- **Given instruction**
Can you rewrite the part of the data that opens with the line containing "outline autumn tree" and closes with the line containing "Outline every instance of the autumn tree.", substituting "nonzero" for "even-odd" and keeping everything else unchanged? Leave the pictures out of your answer.

#### The input

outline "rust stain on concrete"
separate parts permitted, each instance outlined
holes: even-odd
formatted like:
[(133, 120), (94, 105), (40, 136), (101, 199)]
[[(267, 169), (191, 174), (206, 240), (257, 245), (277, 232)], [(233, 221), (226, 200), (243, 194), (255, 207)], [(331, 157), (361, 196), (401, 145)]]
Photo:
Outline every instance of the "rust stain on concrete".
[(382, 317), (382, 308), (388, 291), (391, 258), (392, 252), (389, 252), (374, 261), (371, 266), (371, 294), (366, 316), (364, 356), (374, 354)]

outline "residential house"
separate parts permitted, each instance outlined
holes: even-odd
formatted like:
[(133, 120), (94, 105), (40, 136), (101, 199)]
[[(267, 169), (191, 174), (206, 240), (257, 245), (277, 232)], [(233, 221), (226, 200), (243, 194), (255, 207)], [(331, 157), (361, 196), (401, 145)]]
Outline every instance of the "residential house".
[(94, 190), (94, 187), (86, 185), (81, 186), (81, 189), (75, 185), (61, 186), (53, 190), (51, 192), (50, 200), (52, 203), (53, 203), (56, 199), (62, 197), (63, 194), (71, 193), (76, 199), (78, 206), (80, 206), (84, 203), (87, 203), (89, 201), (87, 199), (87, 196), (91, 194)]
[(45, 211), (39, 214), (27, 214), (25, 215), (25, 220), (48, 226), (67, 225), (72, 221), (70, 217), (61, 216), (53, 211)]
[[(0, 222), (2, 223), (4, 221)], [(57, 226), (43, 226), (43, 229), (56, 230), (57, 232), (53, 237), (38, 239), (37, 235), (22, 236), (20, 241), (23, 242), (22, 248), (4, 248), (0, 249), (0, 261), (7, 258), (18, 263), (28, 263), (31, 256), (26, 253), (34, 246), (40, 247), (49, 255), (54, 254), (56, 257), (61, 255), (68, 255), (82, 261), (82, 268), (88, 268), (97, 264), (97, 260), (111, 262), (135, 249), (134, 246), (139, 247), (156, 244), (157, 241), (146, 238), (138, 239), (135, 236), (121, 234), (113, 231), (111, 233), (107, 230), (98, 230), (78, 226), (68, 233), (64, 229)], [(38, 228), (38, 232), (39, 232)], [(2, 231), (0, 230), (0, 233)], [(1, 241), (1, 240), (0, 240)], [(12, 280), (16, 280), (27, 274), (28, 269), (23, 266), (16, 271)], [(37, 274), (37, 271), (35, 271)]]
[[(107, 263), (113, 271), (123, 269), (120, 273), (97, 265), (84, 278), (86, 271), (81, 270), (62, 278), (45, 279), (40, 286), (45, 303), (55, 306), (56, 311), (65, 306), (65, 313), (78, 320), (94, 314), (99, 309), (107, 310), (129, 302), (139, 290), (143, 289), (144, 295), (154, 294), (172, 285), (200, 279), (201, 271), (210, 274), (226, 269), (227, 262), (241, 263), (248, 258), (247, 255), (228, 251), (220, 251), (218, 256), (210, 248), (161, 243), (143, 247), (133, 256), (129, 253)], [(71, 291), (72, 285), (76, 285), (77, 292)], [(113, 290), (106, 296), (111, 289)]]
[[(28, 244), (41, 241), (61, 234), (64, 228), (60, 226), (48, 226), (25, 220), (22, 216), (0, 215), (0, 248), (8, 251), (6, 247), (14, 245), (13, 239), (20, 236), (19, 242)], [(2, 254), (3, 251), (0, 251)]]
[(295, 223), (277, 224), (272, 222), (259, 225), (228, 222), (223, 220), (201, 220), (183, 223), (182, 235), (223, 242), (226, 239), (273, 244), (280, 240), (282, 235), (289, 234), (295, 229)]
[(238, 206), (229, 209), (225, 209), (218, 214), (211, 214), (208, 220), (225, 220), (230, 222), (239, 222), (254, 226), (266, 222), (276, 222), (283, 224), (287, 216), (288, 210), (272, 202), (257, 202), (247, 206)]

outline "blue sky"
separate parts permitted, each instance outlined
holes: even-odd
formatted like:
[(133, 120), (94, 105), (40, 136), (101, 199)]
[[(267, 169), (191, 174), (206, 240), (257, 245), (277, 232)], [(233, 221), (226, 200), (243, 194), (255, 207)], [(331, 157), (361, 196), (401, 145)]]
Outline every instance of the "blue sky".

########
#### The input

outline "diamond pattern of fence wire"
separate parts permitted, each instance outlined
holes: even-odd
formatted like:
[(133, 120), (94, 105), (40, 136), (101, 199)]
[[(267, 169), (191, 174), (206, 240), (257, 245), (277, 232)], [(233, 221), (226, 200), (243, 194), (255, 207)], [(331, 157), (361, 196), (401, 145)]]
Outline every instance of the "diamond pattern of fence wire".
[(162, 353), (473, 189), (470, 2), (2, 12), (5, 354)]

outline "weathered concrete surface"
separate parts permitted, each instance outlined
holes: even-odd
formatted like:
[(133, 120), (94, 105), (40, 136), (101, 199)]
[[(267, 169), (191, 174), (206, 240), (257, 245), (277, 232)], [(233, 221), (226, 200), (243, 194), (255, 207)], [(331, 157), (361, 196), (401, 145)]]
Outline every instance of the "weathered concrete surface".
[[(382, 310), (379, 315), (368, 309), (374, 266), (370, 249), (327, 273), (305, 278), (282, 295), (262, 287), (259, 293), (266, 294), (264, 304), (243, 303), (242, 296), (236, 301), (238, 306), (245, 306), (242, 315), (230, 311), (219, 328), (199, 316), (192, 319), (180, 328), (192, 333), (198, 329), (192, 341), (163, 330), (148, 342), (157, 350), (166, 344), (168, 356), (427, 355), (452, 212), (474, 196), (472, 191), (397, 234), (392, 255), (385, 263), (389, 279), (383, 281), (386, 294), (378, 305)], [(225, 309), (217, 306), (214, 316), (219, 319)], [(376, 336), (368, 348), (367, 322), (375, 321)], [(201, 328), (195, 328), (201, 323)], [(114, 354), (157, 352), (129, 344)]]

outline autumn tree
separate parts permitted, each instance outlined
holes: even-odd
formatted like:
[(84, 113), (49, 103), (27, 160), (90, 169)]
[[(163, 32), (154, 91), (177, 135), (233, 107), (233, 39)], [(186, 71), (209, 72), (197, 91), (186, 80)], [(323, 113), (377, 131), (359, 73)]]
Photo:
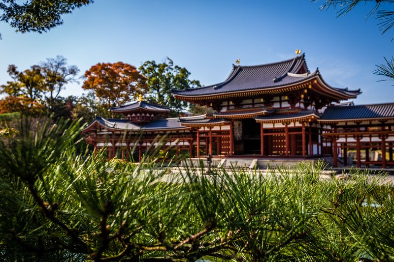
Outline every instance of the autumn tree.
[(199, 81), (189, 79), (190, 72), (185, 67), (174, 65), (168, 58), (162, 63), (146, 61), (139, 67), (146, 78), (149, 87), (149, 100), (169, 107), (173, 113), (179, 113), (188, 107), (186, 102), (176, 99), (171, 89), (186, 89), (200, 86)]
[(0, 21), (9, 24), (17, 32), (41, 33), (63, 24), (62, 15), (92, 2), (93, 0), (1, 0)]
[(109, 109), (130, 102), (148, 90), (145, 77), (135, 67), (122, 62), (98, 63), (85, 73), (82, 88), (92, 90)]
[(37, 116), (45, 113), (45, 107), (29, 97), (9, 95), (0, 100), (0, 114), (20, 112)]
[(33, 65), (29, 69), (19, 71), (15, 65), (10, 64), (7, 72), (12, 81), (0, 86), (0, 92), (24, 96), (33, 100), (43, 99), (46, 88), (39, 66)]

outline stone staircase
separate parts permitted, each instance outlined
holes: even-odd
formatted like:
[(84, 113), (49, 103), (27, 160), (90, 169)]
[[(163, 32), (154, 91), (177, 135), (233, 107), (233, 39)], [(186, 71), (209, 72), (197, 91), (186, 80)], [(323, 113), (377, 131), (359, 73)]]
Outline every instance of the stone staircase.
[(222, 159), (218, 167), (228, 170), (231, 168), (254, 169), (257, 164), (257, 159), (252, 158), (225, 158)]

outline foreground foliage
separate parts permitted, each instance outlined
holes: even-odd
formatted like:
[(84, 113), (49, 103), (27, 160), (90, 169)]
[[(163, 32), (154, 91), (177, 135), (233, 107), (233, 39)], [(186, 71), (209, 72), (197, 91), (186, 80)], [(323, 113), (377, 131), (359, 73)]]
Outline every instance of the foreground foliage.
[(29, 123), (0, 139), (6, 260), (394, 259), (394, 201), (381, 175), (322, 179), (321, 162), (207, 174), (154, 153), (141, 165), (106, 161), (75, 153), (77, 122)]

########

- **Full output**
outline autumn tree
separate parts permitted, each instance outlined
holes: nonzero
formatted like:
[(84, 113), (49, 103), (27, 160), (90, 169)]
[[(163, 32), (154, 91), (177, 135), (233, 107), (233, 39)], [(186, 71), (209, 72), (197, 91), (186, 80)], [(323, 113), (377, 131), (359, 73)]]
Photo:
Outline every instance of the autumn tree.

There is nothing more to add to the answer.